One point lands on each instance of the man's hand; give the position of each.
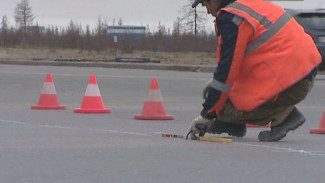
(206, 88)
(199, 126)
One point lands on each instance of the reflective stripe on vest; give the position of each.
(217, 85)
(271, 28)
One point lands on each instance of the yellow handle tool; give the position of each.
(216, 139)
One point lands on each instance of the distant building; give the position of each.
(126, 30)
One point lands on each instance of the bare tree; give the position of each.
(24, 15)
(192, 19)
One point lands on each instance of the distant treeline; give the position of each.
(77, 37)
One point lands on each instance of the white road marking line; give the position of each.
(283, 149)
(73, 128)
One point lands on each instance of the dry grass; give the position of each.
(193, 58)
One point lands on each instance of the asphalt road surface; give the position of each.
(38, 146)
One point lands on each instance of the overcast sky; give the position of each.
(132, 12)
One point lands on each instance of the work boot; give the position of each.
(232, 129)
(292, 122)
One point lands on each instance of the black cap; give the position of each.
(196, 2)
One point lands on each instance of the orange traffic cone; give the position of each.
(153, 108)
(257, 126)
(321, 129)
(48, 98)
(92, 102)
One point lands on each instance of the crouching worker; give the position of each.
(266, 65)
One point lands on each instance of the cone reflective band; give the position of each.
(92, 102)
(321, 128)
(153, 108)
(48, 98)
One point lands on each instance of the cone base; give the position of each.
(317, 130)
(257, 126)
(41, 107)
(149, 117)
(79, 110)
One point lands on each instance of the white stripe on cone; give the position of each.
(48, 88)
(154, 95)
(92, 90)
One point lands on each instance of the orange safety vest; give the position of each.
(279, 54)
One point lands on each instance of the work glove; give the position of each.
(199, 126)
(206, 88)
------------------------------
Exercise instructions -
When you copy the records above, keep every word exact and leave out the pictures they contain.

Response box -
One point lands on each instance of the man's hand; give the position of each.
(206, 88)
(199, 126)
One point lands on each instance of the reflective stripe on vest; give the position of each.
(217, 85)
(271, 28)
One point lands on each instance of the yellow handle tool; give the position of each.
(216, 139)
One point lands on each instance of the distant building; give the position of each.
(126, 30)
One point lands on each instance of the bare tree; give the position of each.
(24, 15)
(192, 19)
One point lands on each instance of the distant treeline; give the position of each.
(77, 37)
One point lands on each instance of the white road marking line; give the position of each.
(283, 149)
(73, 128)
One point lands on each instance of the dry grass; give the position of each.
(193, 58)
One point lands on each instance of the asphalt road surface; give the position of each.
(38, 146)
One point lands on each instance of the overcast sky; give the position of each.
(132, 12)
One point lands on each instance of the work boot; give the position of each.
(232, 129)
(292, 122)
One point lands on each instance of the black cap; give the position of each.
(196, 2)
One point lands on each instance of the orange traffic cone; give the position of each.
(153, 108)
(257, 126)
(321, 129)
(48, 98)
(92, 102)
One point lands on each instance of the crouching worker; give the position of each.
(266, 65)
One point lands on each instance of the cone reflective band; give the position of each.
(92, 102)
(321, 128)
(153, 108)
(48, 98)
One point lands on each instance of the cone base; give the position of each.
(317, 130)
(257, 126)
(41, 107)
(149, 117)
(79, 110)
One point lands on each instance of the white stripe on cone; give the position of each.
(48, 88)
(154, 95)
(92, 90)
One point lands on each instance of the orange safety vest; give the position of each.
(279, 54)
One point lands on each instance of the work glove; give the position of each.
(199, 126)
(206, 88)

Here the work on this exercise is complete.